__Instructions for the task__.
Word for word, please restate the line containing "of the dripstone" and all the lines that follow it to the end of the data.

____ Exercise material

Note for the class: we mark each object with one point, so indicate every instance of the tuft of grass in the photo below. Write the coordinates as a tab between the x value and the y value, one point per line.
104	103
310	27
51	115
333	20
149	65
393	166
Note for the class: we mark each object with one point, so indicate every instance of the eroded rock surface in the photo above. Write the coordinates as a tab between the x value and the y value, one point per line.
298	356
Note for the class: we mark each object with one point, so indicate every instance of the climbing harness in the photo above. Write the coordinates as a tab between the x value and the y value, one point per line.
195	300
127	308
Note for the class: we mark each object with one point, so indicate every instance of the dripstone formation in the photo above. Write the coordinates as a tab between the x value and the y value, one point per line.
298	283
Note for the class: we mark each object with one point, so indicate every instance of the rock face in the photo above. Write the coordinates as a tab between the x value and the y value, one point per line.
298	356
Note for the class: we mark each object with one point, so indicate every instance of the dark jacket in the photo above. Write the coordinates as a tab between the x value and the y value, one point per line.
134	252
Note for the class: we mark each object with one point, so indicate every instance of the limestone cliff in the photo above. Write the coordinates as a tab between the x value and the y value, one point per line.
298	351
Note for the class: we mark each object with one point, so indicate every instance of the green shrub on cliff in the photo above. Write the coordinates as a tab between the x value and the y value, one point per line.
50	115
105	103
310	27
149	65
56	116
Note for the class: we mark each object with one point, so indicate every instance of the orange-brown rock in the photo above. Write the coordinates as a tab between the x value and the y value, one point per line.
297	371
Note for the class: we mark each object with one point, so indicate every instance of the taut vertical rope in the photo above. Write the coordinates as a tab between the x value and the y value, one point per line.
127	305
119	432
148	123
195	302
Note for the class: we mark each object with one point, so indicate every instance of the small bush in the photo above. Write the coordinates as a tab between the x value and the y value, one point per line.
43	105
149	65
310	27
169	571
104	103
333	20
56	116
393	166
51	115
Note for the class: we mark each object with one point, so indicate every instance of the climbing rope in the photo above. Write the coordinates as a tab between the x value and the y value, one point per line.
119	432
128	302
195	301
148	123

________

__Result__.
Note for the class: we mark each object with one point, so indicate every instance of the dripstone formation in the photo above. Write the coordinates as a tab between the x value and the y value, one point per line.
298	283
Note for the class: we mark each object with one point, so indicate every instance of the rock face in the photo above. Write the coordinates as a tab between the x value and the y value, one point per line.
298	356
Note for the class: we mark each object with one point, so indicate every instance of the dark jacket in the photo above. Write the coordinates as a tab between the x value and the y value, one point per line.
134	252
Note for the class: we mark each object with one point, so indicate every instance of the limestone cliff in the photo above. Write the coordinates as a tab between the x value and the y value, one point per line.
298	351
Note for the class: we mark each object with one point, so indicate every instance of the green shrub on cliff in the photo above. Write the coordinates as a tab between the x value and the y value, one point per line.
50	115
105	103
310	27
149	65
56	116
Note for the class: we mark each object with one point, so indicate every instance of the orange-brown rock in the photo above. Write the coordinates as a tab between the x value and the y value, one point per line.
297	371
Note for the class: we mark each object with one point, so indicate every instance of the taut vertical rope in the photo above. Write the coordinates as a tab between the x value and the y value, one point per line.
127	305
119	432
148	123
195	302
Note for the class: we mark each object with one point, so indicate every instance of the small bush in the photo above. Write the coordinates as a tab between the x value and the y value, one point per line.
43	105
149	65
310	27
169	571
104	103
333	20
56	116
393	166
51	115
Note for the class: we mark each object with one point, so indicate every instance of the climbing rope in the photo above. Write the coordinates as a tab between the x value and the y value, one point per line.
119	432
128	302
195	301
148	123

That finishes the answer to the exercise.